--- start DATASET EXTRACT ---
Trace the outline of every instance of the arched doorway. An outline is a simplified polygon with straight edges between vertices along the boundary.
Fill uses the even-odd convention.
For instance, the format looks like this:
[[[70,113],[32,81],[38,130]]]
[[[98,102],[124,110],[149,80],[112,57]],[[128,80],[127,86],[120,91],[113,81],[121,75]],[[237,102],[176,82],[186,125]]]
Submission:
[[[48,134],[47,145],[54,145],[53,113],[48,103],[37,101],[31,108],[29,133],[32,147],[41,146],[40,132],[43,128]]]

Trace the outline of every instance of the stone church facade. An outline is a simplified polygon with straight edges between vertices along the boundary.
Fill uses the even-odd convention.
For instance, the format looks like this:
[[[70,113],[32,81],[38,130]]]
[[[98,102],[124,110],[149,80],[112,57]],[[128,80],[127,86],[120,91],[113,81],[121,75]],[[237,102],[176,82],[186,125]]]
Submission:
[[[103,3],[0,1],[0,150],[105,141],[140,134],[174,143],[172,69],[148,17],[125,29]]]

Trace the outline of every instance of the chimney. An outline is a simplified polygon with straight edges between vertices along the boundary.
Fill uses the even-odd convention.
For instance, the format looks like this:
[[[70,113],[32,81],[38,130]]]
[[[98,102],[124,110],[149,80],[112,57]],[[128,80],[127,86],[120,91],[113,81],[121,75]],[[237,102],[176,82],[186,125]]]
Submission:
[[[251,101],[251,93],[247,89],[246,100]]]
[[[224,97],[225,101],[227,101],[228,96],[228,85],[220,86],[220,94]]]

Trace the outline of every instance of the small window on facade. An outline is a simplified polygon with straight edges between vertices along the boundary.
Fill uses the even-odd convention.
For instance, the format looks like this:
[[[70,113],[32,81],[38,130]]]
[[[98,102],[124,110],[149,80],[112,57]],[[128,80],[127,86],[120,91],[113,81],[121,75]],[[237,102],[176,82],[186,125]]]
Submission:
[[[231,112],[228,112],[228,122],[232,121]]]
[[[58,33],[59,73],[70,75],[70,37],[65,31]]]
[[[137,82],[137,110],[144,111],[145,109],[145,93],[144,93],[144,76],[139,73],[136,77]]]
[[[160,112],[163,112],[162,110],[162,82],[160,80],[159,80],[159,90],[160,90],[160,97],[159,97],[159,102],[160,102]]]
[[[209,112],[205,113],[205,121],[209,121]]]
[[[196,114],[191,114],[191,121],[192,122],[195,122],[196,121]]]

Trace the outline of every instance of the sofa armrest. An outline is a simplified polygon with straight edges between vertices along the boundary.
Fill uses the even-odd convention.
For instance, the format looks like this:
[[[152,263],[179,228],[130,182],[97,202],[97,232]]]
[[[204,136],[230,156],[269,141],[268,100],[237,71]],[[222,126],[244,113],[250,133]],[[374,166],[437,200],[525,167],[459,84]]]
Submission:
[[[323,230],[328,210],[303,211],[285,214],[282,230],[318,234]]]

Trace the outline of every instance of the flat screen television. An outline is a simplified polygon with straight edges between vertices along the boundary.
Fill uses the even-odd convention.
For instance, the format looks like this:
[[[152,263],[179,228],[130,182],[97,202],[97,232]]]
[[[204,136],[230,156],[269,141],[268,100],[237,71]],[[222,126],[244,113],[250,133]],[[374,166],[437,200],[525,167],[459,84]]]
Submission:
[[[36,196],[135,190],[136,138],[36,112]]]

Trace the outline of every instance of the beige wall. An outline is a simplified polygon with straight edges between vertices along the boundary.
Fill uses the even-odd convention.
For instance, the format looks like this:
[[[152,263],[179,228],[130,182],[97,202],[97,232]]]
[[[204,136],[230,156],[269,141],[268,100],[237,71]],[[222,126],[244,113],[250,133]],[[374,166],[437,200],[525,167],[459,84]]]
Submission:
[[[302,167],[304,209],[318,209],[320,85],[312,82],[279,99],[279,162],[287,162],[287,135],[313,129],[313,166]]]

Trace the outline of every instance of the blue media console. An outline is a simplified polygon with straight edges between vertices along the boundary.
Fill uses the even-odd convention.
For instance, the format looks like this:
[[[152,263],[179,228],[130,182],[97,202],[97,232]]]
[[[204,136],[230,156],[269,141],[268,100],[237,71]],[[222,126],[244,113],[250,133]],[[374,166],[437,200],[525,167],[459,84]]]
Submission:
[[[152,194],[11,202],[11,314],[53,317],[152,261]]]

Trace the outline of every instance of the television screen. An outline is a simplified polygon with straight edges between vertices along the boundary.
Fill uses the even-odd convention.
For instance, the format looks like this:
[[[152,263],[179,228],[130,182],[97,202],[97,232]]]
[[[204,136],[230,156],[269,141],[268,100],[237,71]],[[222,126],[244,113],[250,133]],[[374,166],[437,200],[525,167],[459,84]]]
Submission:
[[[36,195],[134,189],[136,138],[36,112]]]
--- end DATASET EXTRACT ---
### [WHAT TO PRODUCE]
Format the lines as a numbered list, starting with the line containing "Trace the outline of every instance of the blue" and continuing through the last line of the rows, with both ends included. List only those lines and omit any blank lines.

### [FINAL RESULT]
1. Trace the outline of every instance of the blue media console. An outline is a simplified polygon with straight edges between vertices along the boundary.
2. Fill uses the even-odd convention.
3. For instance, the format looks like this:
4. [[[152,263],[179,228],[130,182],[97,202],[97,232]]]
5. [[[204,136],[230,156],[269,141],[268,100],[237,71]],[[222,126],[244,113],[250,133]],[[374,166],[437,200],[525,167],[459,84]]]
6. Submission:
7. [[[152,194],[11,202],[11,314],[53,317],[152,261]]]
8. Trace the outline of every instance of the television screen. An outline is a simplified polygon with straight edges between vertices along the boundary.
9. Fill uses the even-odd convention.
10. For instance, the format looks like this:
11. [[[152,263],[179,228],[130,182],[97,202],[97,232]]]
12. [[[204,136],[230,156],[269,141],[268,100],[237,71]],[[222,126],[244,113],[250,133]],[[374,166],[437,200],[525,167],[459,84]]]
13. Submission:
14. [[[36,195],[134,189],[136,138],[36,112]]]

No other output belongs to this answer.